Saved entries:
★ ★ ★ ★

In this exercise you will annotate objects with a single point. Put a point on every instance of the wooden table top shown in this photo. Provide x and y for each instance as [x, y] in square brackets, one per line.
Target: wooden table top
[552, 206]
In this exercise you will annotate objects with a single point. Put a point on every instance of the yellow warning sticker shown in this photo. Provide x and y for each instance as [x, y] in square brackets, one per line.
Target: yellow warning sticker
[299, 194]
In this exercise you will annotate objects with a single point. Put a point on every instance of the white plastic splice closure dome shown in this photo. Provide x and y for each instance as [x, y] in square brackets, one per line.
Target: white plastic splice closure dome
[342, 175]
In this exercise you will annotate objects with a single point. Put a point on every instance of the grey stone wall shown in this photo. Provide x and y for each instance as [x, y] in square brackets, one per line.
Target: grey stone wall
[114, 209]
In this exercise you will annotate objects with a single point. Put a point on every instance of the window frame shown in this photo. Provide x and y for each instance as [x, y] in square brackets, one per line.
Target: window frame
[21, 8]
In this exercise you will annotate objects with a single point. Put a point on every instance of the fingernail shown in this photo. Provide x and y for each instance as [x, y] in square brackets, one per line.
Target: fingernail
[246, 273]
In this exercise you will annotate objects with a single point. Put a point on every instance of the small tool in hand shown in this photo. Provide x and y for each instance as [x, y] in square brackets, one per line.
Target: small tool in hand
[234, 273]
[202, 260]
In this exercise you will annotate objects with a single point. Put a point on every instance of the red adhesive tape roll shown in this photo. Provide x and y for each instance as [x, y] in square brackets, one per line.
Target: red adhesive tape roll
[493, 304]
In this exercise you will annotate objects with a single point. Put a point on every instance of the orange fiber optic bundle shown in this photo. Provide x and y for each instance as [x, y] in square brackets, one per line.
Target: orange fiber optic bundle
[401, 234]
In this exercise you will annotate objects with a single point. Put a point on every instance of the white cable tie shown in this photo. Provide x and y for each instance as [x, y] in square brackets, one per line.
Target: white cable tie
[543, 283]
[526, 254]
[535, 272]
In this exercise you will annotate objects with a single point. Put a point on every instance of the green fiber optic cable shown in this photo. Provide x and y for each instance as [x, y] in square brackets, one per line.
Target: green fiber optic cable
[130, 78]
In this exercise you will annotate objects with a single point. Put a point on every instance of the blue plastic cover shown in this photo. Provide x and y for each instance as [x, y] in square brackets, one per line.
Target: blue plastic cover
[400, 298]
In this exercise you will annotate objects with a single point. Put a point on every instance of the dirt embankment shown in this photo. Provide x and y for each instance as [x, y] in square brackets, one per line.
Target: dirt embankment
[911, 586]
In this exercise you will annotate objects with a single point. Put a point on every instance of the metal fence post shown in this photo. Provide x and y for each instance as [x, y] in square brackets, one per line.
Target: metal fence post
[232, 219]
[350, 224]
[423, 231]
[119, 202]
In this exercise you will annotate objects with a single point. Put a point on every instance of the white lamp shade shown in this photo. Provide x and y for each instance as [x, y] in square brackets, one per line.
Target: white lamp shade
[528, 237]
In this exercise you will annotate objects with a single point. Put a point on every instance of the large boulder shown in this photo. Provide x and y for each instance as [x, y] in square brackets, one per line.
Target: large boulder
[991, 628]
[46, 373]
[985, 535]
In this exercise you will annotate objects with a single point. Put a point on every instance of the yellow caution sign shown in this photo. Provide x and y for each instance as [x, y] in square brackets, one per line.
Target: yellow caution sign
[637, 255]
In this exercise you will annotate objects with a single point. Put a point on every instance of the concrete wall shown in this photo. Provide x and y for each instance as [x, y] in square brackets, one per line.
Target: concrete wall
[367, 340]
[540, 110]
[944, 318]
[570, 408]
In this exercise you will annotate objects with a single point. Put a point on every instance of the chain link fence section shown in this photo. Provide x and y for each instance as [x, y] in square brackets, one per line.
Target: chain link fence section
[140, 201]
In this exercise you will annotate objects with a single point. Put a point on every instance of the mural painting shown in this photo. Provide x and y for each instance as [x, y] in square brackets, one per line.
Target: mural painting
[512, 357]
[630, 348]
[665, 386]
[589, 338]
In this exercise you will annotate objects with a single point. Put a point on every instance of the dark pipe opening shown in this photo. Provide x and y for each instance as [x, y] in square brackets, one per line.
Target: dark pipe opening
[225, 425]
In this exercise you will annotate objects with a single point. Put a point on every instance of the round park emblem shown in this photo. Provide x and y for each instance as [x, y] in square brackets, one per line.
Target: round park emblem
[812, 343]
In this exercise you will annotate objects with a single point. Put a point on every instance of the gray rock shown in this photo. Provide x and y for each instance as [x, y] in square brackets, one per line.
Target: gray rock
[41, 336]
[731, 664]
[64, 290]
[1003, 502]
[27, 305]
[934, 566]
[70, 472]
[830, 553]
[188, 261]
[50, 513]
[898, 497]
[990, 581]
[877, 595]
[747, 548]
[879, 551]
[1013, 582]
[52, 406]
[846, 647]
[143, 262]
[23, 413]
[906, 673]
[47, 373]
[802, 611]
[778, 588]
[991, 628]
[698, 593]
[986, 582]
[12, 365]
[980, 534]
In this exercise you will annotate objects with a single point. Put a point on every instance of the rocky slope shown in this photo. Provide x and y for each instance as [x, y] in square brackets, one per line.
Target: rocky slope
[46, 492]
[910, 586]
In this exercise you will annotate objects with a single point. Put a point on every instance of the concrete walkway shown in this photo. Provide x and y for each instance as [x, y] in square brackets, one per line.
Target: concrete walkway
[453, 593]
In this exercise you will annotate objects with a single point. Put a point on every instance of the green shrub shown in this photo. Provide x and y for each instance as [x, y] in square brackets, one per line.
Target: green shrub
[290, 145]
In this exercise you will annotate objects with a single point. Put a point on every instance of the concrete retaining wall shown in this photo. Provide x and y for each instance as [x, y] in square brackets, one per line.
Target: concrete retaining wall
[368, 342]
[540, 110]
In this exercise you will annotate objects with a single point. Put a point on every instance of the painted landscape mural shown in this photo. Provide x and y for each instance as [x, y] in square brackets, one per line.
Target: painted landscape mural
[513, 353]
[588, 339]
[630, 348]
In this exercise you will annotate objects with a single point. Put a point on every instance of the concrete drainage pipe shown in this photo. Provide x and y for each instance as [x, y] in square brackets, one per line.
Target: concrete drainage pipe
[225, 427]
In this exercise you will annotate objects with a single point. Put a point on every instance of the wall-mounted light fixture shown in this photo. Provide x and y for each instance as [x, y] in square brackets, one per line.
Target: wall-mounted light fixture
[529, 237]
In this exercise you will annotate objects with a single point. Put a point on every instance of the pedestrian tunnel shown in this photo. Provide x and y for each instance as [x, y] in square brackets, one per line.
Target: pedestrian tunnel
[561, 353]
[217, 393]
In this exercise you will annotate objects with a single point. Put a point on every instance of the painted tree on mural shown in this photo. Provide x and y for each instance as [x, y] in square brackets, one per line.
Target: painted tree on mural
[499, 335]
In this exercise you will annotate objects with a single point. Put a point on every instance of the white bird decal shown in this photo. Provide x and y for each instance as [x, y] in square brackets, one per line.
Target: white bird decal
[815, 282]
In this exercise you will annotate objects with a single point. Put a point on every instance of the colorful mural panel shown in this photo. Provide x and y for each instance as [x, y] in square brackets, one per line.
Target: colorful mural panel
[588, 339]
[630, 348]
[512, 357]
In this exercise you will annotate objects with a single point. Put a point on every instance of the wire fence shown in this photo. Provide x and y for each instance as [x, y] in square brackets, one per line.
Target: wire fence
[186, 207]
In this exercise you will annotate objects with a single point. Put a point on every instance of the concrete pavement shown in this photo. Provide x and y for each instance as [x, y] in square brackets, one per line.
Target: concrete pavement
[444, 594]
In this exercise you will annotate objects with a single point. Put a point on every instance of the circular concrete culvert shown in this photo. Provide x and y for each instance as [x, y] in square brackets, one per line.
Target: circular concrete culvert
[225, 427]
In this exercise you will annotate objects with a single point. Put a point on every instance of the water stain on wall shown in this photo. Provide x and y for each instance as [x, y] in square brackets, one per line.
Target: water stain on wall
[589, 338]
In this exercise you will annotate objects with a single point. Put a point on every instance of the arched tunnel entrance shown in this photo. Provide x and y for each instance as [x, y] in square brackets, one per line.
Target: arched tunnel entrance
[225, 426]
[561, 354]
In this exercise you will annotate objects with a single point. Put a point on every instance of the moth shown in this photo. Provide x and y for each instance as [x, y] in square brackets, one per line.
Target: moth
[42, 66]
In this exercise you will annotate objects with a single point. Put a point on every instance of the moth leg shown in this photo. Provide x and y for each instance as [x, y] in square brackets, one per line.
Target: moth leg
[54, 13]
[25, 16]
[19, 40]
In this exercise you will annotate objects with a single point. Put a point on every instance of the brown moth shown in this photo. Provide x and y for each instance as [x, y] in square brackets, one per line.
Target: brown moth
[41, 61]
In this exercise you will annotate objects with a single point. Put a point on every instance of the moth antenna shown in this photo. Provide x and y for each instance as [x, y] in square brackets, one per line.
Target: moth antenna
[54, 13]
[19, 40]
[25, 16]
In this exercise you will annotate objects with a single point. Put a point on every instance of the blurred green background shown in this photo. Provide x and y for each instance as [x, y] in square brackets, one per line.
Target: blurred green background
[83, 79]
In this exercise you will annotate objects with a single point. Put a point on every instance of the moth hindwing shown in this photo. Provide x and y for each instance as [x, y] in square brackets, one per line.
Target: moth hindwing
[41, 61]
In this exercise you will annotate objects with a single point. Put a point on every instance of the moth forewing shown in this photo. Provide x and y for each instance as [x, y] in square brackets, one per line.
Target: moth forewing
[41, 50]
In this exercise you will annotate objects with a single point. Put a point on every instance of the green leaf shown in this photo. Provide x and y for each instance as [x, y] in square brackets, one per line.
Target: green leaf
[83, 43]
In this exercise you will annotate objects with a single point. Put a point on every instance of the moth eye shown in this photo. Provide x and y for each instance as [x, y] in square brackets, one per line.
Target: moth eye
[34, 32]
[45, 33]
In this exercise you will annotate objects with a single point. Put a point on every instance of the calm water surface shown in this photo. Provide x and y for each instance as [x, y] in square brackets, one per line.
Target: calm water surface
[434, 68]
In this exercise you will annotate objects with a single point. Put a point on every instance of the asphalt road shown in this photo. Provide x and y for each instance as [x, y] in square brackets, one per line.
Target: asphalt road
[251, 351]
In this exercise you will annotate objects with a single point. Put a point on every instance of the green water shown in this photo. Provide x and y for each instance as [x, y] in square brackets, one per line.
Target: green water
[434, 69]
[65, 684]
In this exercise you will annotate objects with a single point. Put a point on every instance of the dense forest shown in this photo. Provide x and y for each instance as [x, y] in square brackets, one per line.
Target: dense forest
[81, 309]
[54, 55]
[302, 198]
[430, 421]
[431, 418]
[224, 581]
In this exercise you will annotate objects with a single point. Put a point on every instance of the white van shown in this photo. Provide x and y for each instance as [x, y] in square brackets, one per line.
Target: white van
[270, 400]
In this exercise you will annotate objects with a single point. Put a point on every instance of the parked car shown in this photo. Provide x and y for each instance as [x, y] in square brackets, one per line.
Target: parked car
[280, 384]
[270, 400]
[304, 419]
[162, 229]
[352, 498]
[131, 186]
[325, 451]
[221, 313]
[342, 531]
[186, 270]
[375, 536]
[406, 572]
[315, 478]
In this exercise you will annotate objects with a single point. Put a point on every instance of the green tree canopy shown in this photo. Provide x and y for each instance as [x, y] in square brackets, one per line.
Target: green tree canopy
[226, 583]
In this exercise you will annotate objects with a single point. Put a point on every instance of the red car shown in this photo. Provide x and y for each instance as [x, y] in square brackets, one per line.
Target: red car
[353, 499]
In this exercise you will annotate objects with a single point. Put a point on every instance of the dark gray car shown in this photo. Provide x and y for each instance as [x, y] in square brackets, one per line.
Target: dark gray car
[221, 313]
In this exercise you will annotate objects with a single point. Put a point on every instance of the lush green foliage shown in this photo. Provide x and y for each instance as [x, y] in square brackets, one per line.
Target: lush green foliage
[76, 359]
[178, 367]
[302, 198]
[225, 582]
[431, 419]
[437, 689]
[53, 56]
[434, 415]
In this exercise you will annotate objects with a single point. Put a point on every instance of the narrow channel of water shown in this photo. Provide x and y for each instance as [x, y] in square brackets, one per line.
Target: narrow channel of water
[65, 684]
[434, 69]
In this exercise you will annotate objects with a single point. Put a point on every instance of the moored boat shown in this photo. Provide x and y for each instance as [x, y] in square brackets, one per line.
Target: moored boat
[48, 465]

★ ★ ★ ★

→ Exercise goal
All lines above from the line with "of the dirt" through the line with "the white lamp", both included, are to be set down exactly, with nothing else.

→ Answer to the problem
In this exercise you will annotate objects with a single point. Put a point on every instance of the dirt embankment shown in this photo. Provide x and y for each instance as [x, y] in square brackets, one per line.
Target: dirt embankment
[911, 586]
In this exercise you will annotate objects with a single point. Put a point on every instance of the metal fence post shown in this photo. Provide x and y for each instance as [x, y] in square brackets, one per line.
Target: metal fence post
[232, 219]
[350, 224]
[423, 231]
[119, 202]
In this exercise you will annotate objects with a single point. Put a point on every instance of the white lamp shade shown in this photo. Provide x and y for each instance as [x, y] in square brackets, one per line.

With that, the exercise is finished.